:: 原文

昨日の続きで、東日本大震災のどさくさで、書き忘れていたことの一つに、震災前日に亡くなった坂上二郎さんのことも挙げたいと思います。享年76歳。欽ちゃんこと萩本欽一さんとのコンビで「コント55号」を結成し、「コント55号の世界は笑う」(1968年7月~1970年3月の土曜夜8~9時、フジテレビ系)や「コント55号の裏番組をぶっとばせ!」(1969年4月~1970年3月の日曜夜8~9時、日本テレビ系)などの番組で一世を風靡しました。
何しろ「コント55号の世界は笑う」が面白くて、私には姉がいて、その姉と一緒にTVを見ていたので、同級生より5歳くらいはTV経験がずれていると思うのですが、「タレ目」(欽ちゃん)と「ちっこい目」(二郎さん)のコントに夢中になり、物心ついて初めて「お笑い」に目覚めたのでした。ビートたけしさんが、コント55号の笑いについて、「萩本さんのセンスと坂上さんの芸に尽きる」と語っているそうですが、私自身、子供の頃には欽ちゃんのナンセンスで執拗なまでの突っ込みがおかしかったのですが、今になって思えば、二郎さんの大らかなボケの芸が二人のコントを支えていたのだと思います。
因みにこの番組は、翌年10月から始まったザ・ドリフターズの「8時だョ!全員集合」(TBS系)が、TBSの人気ドラマのゲストを起用するなどして、その華やかさも手伝って茶の間の人気を呼び、さらに同時期の日曜夜8時に、当時圧倒的人気を誇ったNHK大河ドラマ「天と地と」にぶつけて実際に視聴率でぶっ飛ばした「コント55号の裏番組をブッ飛ばせ!」が、番組の目玉だった野球拳によって低俗番組として槍玉に挙げられるにつれ、「コント55号」人気が急速に萎んで行き、実際に私のような子供たちは一斉に「8時だョ!全員集合」に流れて(こちらもPTAから低俗番組として槍玉に挙げられ続けたものでした)、「コント55号」の二つの番組は同時期に放映中止に追い込まれました。ちょうど大阪万国博覧会が始まったばかりで世間が湧いていた時代です。さらに因みに、この土曜夜8時のゴールデンタイムには、5年後、欽ちゃんが「欽ちゃんのドンとやってみよう!」で再び帰って来て、私のようにちょっと歳を重ねてドリフの子供だましの芸に飽き始めていた世代の人気を取り戻しました。
さてもう一つの「コント55号の裏番組をブッ飛ばせ!」では、野球拳という一種のお座敷芸が、日曜夜8時という家族団らんの茶の間に堂々と流れたものですから、子供心には衝撃でした。脱がされた女優さんも楽しんでいたようでしたし、何しろ二郎さんがノリノリで、圧倒的な明るさに満ちていて、テレビ創成期に咲いた一つのアダ花と言えるのではないかと思います(実際にその後テレビ界では野球拳はほとんど放送されていないようです)。二郎さんは、かつて週刊ポストの取材に応えて、こう語っています。「タイミングもあってたのかもしれないな。テレビの普及は昭和39年の東京オリンピックあたりからでしょ。デビューが41年、売れてきたのが43年。ボクらはテレビが爆発する勢いに、押し出された。おまけに、時代も全学連とかなんとかでもめてた頃。世の中が落ち着くのか、もっと揺れ動くのか見当もつかない。そんな中途半端な時代に、“過激”が受けちゃったんじゃないかな。」

::::
:: 提供データ

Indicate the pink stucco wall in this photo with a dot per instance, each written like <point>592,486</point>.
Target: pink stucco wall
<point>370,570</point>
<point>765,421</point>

::::

作業内容:
1. コント55号の文章のうち、「昨日の続きで、東日本大震災の」から「を支えていたのだと思います。」までの部分を、「姉」を「兄」に置き換えて書き出してください。
2. コント55号の文章によると、坂上二郎さんは享年何歳でしたか。
3. コント55号の文章を、最後の文の後から書き継いでください。
データはコント55号の文章とは別の資料です。

回答一覧:
1.
昨日の続きで、東日本大震災のどさくさで、書き忘れていたことの一つに、震災前日に亡くなった坂上二郎さんのことも挙げたいと思います。享年76歳。欽ちゃんこと萩本欽一さんとのコンビで「コント55号」を結成し、「コント55号の世界は笑う」(1968年7月~1970年3月の土曜夜8~9時、フジテレビ系)や「コント55号の裏番組をぶっとばせ!」(1969年4月~1970年3月の日曜夜8~9時、日本テレビ系)などの番組で一世を風靡しました。
何しろ「コント55号の世界は笑う」が面白くて、私には兄がいて、その兄と一緒にTVを見ていたので、同級生より5歳くらいはTV経験がずれていると思うのですが、「タレ目」(欽ちゃん)と「ちっこい目」(二郎さん)のコントに夢中になり、物心ついて初めて「お笑い」に目覚めたのでした。ビートたけしさんが、コント55号の笑いについて、「萩本さんのセンスと坂上さんの芸に尽きる」と語っているそうですが、私自身、子供の頃には欽ちゃんのナンセンスで執拗なまでの突っ込みがおかしかったのですが、今になって思えば、二郎さんの大らかなボケの芸が二人のコントを支えていたのだと思います。

2. 76歳です。

3.
この番組に対する評価が、欽ちゃんと二郎さんとで異なるところが、二人の性格の違いを表しているようで興味深く思います。欽ちゃんは、この番組を「最も嫌いな番組」としていて、PTAから「俗悪番組」の槍玉に挙げられただけでなく、コント55号本来の芸であるコントによる笑いで勝負させてもらえず、「野球拳」という安易な企画で視聴率を取ろうとする姿勢に納得がいかなかった一方、二郎さんは、乗り切れなかった欽ちゃんと対照的に、この番組で脚光を浴び、自身も乗り気で参加し、代表作の一つに挙げているそうです(Wikipedia)。本人に芸があるというよりも他人を使うのがうまく、相方をいじって笑いに結びつける点では天才的な欽ちゃん(それは「欽ドン」「欽どこ」や「仮装大賞」で素人相手に遺憾なく発揮されています)と、ボケに徹していつの間にかそれを演じていることを忘れて自ら楽しんでしまうような天性のボケとも言える二郎さんの、芸風の違いと言えましょうか。人を笑わせるという点では負けず劣らず厳しい二人ですが、二郎さんの方には茶目っ気と拘りのない余裕を感じさせ、それが人間的な魅力につながっているように思います。そんな二郎さんは「欽ちゃんが台本通りに演じないため、どう演じて良いか分からず即興で対処した」と回顧する一方、欽ちゃんも「二郎さんがなかなか台本通りやってくれなかった」と証言しており(Wikipedia)、キャラの違う二人のすれ違いが、コント55号のコントのナンセンスぶりをきわ際立たせ、見る者を心の底から楽しませ得たのでしょう。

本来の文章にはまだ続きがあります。